PROBLEM - Reproduce as a numbered list everything in the records below, from the line containing "of the green" down to the line containing "POLYGON ((52 490, 55", both lines included and blank lines omitted.
======
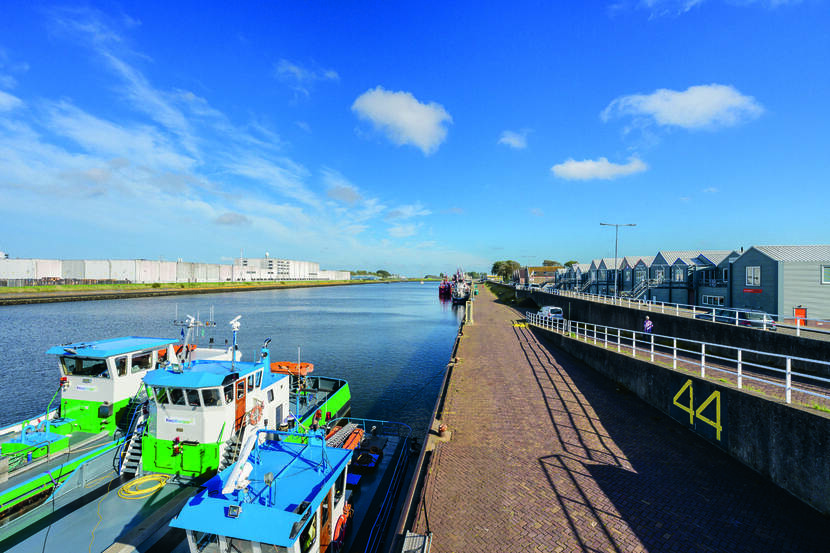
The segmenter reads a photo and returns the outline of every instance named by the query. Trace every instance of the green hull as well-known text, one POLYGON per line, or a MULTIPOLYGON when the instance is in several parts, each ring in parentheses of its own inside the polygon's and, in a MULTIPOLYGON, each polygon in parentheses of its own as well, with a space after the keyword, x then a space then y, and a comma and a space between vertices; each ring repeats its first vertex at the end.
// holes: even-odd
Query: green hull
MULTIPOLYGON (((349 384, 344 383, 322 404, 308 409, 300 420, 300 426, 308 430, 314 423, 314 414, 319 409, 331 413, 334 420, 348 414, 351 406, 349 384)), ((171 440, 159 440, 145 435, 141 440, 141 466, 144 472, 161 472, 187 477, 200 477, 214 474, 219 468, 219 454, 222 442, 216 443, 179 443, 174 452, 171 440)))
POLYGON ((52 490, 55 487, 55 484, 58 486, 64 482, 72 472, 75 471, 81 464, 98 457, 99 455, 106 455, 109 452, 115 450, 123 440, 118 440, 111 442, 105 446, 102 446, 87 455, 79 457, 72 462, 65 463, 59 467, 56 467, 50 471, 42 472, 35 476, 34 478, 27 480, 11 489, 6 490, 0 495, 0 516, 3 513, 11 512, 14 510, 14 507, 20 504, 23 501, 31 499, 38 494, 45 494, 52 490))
======
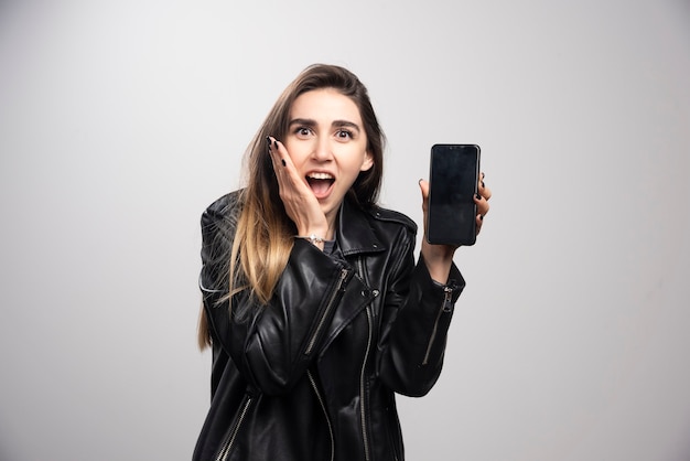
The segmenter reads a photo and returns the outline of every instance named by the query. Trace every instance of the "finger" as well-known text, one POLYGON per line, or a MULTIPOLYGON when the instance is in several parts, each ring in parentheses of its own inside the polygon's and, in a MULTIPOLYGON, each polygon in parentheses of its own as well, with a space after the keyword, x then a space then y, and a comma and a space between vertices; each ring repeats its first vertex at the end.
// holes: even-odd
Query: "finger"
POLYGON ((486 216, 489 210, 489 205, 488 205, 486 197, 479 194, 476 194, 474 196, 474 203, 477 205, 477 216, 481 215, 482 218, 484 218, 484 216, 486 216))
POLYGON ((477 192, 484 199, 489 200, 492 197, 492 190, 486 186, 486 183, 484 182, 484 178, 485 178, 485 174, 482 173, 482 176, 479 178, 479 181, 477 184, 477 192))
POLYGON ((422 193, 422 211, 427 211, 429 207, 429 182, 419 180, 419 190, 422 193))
======
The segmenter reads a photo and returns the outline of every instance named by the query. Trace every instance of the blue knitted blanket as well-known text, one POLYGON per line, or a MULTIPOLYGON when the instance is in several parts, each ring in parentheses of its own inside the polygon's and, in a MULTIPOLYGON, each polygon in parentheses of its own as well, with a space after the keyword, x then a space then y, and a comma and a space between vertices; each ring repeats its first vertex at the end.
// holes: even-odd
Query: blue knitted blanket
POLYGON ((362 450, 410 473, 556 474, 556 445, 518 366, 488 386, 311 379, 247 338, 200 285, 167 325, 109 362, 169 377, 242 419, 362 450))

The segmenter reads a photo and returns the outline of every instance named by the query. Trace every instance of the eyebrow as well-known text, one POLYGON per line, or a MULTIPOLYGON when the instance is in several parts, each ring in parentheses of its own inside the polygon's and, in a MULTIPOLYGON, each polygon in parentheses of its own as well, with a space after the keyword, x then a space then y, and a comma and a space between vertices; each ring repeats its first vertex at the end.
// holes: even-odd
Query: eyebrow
======
FINISHED ANSWER -
1. The segmenter reads a photo and returns the outline of every instance named by the query. Trace every instance of the green hull as well-known text, one POLYGON per line, or a MULTIPOLYGON when the instance is in several parts, each ring in parentheses of its own inside the polygon's and, in a MULTIPOLYGON, each polygon in parentheses of its own as well, with a space after the keyword, x then a space then y, and a comma and a space between vertices; each ring repeats its first vertex at the end.
2. // holes: even-odd
3. Query: green hull
4. MULTIPOLYGON (((349 384, 344 383, 322 404, 308 409, 300 420, 300 426, 308 430, 314 423, 314 414, 319 409, 331 413, 334 420, 348 414, 351 406, 349 384)), ((171 440, 159 440, 145 435, 141 440, 141 466, 144 472, 161 472, 187 477, 200 477, 214 474, 219 468, 219 454, 222 442, 216 443, 179 443, 174 452, 171 440)))
5. POLYGON ((52 490, 55 487, 55 484, 58 486, 64 482, 72 472, 75 471, 81 464, 98 457, 99 455, 106 455, 109 452, 115 450, 123 440, 118 440, 111 442, 105 446, 102 446, 87 455, 79 457, 72 462, 65 463, 59 467, 56 467, 50 471, 42 472, 35 476, 34 478, 27 480, 11 489, 6 490, 0 495, 0 516, 3 513, 11 512, 14 510, 14 507, 20 504, 23 501, 31 499, 38 494, 45 494, 52 490))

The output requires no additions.